◆ YOUR OBJECTIVE
Set the records down again in full, with every word kept.

┌──

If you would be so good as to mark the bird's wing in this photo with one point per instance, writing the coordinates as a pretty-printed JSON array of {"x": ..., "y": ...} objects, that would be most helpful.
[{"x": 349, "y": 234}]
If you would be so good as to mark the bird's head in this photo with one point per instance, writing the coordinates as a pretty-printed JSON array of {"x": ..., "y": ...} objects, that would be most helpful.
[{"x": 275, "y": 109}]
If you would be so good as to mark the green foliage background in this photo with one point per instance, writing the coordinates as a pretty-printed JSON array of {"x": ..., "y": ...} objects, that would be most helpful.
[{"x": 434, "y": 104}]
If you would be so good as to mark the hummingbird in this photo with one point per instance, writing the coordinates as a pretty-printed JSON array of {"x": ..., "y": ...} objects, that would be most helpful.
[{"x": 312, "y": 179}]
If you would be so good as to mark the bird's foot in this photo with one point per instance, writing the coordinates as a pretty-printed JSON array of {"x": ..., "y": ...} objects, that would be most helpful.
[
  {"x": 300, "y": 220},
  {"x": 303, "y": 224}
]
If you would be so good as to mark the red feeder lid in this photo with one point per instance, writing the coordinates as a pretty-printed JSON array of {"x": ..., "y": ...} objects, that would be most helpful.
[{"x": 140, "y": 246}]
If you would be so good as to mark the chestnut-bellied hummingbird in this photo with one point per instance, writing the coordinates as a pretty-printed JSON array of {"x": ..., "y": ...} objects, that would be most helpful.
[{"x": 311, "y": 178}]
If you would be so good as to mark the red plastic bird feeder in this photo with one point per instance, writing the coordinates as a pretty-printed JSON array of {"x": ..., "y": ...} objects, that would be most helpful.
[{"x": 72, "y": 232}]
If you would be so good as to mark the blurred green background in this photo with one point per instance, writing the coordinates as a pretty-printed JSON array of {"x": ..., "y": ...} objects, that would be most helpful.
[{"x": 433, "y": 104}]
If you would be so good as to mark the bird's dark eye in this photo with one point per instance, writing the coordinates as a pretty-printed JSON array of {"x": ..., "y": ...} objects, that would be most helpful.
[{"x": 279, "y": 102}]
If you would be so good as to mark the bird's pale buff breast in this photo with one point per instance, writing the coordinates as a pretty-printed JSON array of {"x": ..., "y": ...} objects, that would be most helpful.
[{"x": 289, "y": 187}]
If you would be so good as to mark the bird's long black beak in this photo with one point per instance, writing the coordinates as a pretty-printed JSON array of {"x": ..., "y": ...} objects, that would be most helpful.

└──

◆ RESPONSE
If you would be so good as to mark the bird's wing in this photo with one point per instance, writing the coordinates as a pretty-printed JSON array of {"x": ..., "y": ...} objects, that would be most helpful.
[{"x": 349, "y": 234}]
If you would be so good as to mark the bird's head in this photo with one point per instance, writing the coordinates as a pretty-printed JSON array of {"x": ..., "y": ...} objects, that would be most helpful.
[{"x": 275, "y": 109}]
If you would be so good as to mark the green foliage background in this photo with one point per instance, writing the coordinates as a pretty-printed JSON array of {"x": ..., "y": ...} objects, that would be most helpful.
[{"x": 434, "y": 104}]
If you would be so good as to mark the hummingbird in this photo with one point per instance, writing the coordinates as a pretty-printed JSON array of {"x": ..., "y": ...} objects, that would be most helpful.
[{"x": 312, "y": 179}]
If you would be so good as to mark the bird's foot in this photo with one point per instance, writing the coordinates as a pretty-printed JSON array of {"x": ..., "y": ...} objects, that would be most helpful.
[
  {"x": 300, "y": 220},
  {"x": 303, "y": 224}
]
If you would be so good as to mark the red feeder lid in this photo with one point per instance, writing the coordinates as a pretty-printed JSON array of {"x": ..., "y": ...} objects, that would be most helpful.
[{"x": 140, "y": 246}]
If you would be so good as to mark the chestnut-bellied hummingbird in this photo with one point per instance, writing the coordinates as a pretty-printed JSON array of {"x": ..., "y": ...} objects, that would be most helpful.
[{"x": 311, "y": 178}]
If you would be so good as to mark the red plastic bird feeder in this photo with one point per instance, writing the coordinates as a pretty-printed JSON array of {"x": ..., "y": ...} objects, that would be most helpful.
[{"x": 72, "y": 232}]
If you would be so good as to mark the blurred green background in this photo with one point per instance, writing the coordinates as a pretty-printed JSON array of {"x": ..., "y": ...} objects, that would be most helpful.
[{"x": 433, "y": 104}]
If you would be so good as to mark the bird's dark eye in this photo with one point per instance, writing the coordinates as a pretty-printed JSON array of {"x": ..., "y": ...} objects, that would be most helpful.
[{"x": 279, "y": 102}]
If you would be so good as to mark the bird's pale buff breast in this photo with one point per instance, writing the coordinates as a pretty-printed JSON array of {"x": ..., "y": ...} objects, that would be most helpful.
[{"x": 289, "y": 187}]
If you would be so good as to mark the bird's long black beak in this photo with one point per instance, writing the coordinates as a pretty-printed JSON array of {"x": ..., "y": ...} objects, that would be most helpful.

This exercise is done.